WORK ITEM:
Give the data again word for word; drop the pictures.

----------

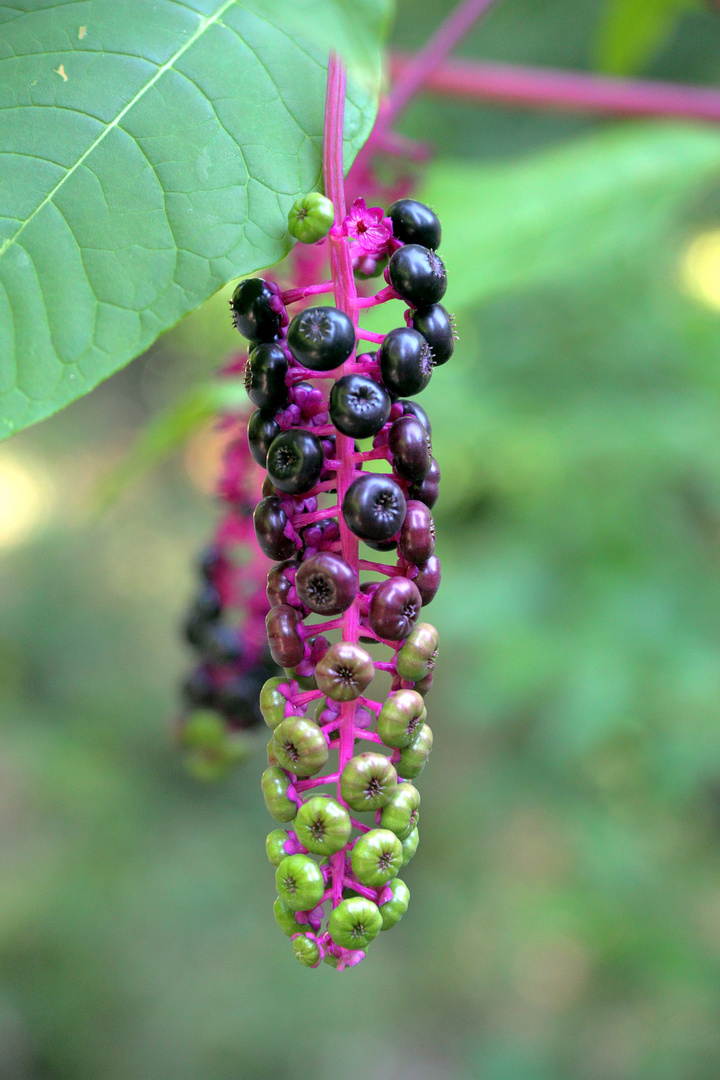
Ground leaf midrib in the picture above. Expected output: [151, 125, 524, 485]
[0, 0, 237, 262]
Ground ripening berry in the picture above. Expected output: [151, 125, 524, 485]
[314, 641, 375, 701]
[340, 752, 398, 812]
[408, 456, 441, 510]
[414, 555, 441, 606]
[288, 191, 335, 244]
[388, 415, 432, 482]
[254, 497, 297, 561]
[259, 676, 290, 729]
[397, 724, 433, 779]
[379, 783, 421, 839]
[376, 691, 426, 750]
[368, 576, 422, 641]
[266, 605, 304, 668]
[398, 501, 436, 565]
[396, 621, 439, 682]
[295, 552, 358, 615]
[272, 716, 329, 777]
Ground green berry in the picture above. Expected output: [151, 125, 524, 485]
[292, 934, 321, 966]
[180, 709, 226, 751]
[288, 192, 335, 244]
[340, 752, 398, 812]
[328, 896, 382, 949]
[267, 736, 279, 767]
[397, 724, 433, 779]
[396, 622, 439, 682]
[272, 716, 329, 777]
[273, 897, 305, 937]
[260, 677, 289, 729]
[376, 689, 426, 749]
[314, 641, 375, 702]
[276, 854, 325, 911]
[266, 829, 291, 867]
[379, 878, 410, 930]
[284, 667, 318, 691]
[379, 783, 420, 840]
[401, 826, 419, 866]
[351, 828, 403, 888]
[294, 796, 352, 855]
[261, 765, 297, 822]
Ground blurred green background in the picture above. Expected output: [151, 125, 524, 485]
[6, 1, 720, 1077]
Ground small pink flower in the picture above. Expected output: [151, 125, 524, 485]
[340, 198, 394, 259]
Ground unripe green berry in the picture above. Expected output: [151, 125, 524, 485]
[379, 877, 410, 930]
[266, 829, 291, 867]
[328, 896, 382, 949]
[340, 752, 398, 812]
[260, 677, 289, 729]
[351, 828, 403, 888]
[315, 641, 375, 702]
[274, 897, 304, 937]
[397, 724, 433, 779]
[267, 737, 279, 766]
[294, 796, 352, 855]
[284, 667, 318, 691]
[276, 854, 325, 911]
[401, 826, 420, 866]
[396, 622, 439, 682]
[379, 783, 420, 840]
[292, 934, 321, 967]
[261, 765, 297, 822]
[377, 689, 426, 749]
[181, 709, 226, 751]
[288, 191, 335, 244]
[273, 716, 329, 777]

----------

TASK RESPONSE:
Ground leaf midrib in the picture above. Expected output: [151, 125, 524, 485]
[0, 0, 237, 262]
Ground ripening berry in the picture above. Expected output: [151, 125, 524, 485]
[314, 641, 375, 701]
[340, 752, 398, 812]
[408, 456, 441, 510]
[414, 555, 441, 606]
[288, 191, 335, 244]
[388, 415, 432, 482]
[254, 497, 297, 561]
[259, 676, 290, 729]
[397, 724, 433, 779]
[379, 783, 421, 839]
[376, 691, 426, 750]
[368, 576, 422, 641]
[266, 605, 304, 668]
[398, 501, 436, 565]
[396, 621, 439, 682]
[295, 552, 358, 615]
[272, 716, 329, 777]
Ground green berry in the picture above. Expected output: [151, 125, 524, 485]
[292, 934, 321, 966]
[180, 709, 226, 751]
[288, 192, 335, 244]
[340, 752, 398, 812]
[328, 896, 382, 949]
[267, 736, 279, 767]
[397, 724, 433, 779]
[396, 622, 439, 682]
[272, 716, 329, 777]
[273, 897, 305, 937]
[260, 677, 289, 729]
[376, 689, 426, 749]
[314, 641, 375, 702]
[276, 854, 325, 911]
[266, 829, 291, 867]
[379, 878, 410, 930]
[284, 667, 318, 691]
[379, 783, 420, 840]
[401, 826, 419, 866]
[351, 828, 403, 888]
[294, 796, 352, 855]
[261, 765, 297, 822]
Ground blurred green background in the picture above. Expected output: [151, 125, 524, 485]
[6, 1, 720, 1077]
Ground small pink flower in the picture above. Expected output: [151, 125, 524, 485]
[340, 198, 394, 259]
Ground unripe green berry in the picture above. Expected output: [151, 125, 524, 485]
[379, 877, 410, 930]
[266, 829, 291, 867]
[328, 896, 382, 949]
[340, 752, 398, 812]
[260, 677, 289, 729]
[351, 828, 403, 888]
[315, 641, 375, 702]
[274, 897, 304, 937]
[397, 724, 433, 779]
[267, 737, 279, 766]
[294, 796, 352, 855]
[284, 667, 318, 691]
[276, 854, 325, 911]
[401, 826, 420, 866]
[396, 622, 439, 682]
[379, 783, 420, 840]
[292, 934, 321, 967]
[261, 765, 297, 822]
[377, 689, 426, 749]
[181, 709, 226, 751]
[288, 191, 335, 244]
[273, 716, 329, 777]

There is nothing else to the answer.